>>>

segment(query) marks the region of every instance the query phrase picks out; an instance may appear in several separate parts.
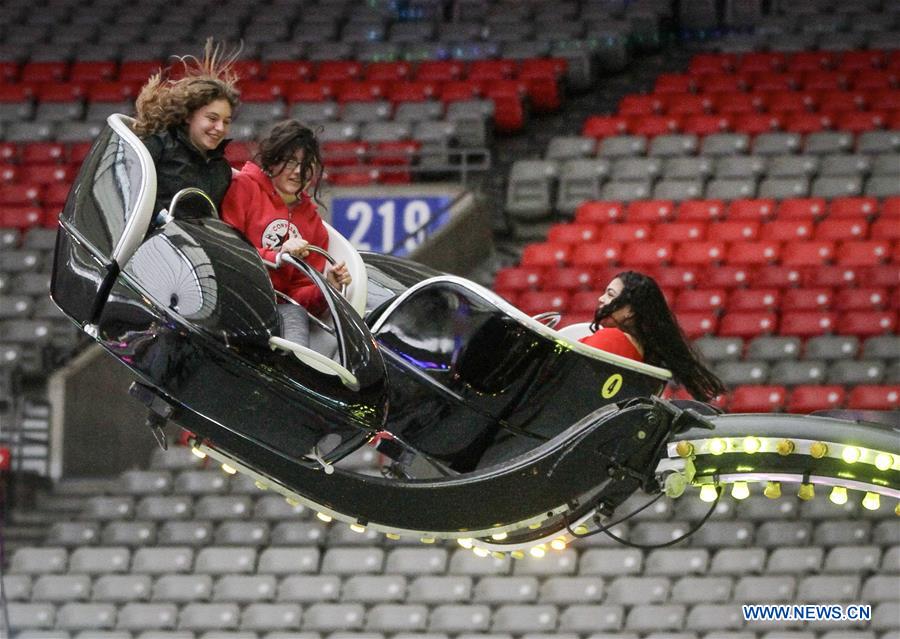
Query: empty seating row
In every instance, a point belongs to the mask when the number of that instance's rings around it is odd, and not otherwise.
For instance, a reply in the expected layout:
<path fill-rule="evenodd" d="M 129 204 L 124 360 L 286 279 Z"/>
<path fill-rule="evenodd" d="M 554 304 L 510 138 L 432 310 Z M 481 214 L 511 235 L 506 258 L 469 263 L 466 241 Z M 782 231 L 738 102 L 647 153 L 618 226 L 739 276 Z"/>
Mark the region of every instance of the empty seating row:
<path fill-rule="evenodd" d="M 878 14 L 875 14 L 878 15 Z M 889 15 L 883 19 L 891 20 Z M 841 69 L 848 72 L 868 69 L 900 69 L 900 53 L 865 49 L 859 51 L 755 51 L 743 55 L 700 53 L 691 58 L 687 72 L 691 75 L 760 71 L 807 72 Z"/>

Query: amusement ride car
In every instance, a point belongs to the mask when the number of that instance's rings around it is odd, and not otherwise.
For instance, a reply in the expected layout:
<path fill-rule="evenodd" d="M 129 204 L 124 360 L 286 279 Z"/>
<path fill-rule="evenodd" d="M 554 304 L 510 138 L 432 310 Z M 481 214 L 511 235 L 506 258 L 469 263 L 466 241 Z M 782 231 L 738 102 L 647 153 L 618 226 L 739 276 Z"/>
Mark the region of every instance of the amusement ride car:
<path fill-rule="evenodd" d="M 795 484 L 867 508 L 900 499 L 889 415 L 721 414 L 660 397 L 671 374 L 580 344 L 464 278 L 358 253 L 329 228 L 336 291 L 304 262 L 328 311 L 308 346 L 282 333 L 259 254 L 186 189 L 153 215 L 156 173 L 114 115 L 60 216 L 52 298 L 141 380 L 132 394 L 195 454 L 324 521 L 480 555 L 540 556 L 688 486 L 717 501 Z M 872 419 L 874 421 L 867 421 Z M 372 446 L 377 473 L 347 464 Z M 900 513 L 900 506 L 896 506 Z M 712 506 L 710 507 L 712 512 Z"/>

<<<

▶ **What to do**
Starting with the line that contains "Query: amusement ride car", restate every line up to and including the last one above, exactly.

▶ **Expected answer**
Query: amusement ride car
In every instance, a point belongs to the mask when the number of that instance's rings around it is odd, and not otherwise.
For instance, a reply in the expected layout:
<path fill-rule="evenodd" d="M 129 204 L 124 360 L 286 279 Z"/>
<path fill-rule="evenodd" d="M 554 304 L 510 138 L 432 310 Z M 481 214 L 511 235 L 506 258 L 469 263 L 466 241 Z M 782 231 L 738 102 L 647 153 L 618 226 L 739 276 Z"/>
Mark the region of every instance of the amusement ride car:
<path fill-rule="evenodd" d="M 795 484 L 867 508 L 900 499 L 889 415 L 721 414 L 660 397 L 671 374 L 580 344 L 464 278 L 358 253 L 329 228 L 336 291 L 304 262 L 328 311 L 308 346 L 282 333 L 259 254 L 186 189 L 153 215 L 156 173 L 114 115 L 60 216 L 52 298 L 141 380 L 132 394 L 195 454 L 324 521 L 480 555 L 540 556 L 688 486 L 717 501 Z M 872 419 L 874 421 L 867 421 Z M 372 446 L 377 473 L 347 464 Z M 900 513 L 900 506 L 896 506 Z M 712 506 L 710 507 L 712 512 Z"/>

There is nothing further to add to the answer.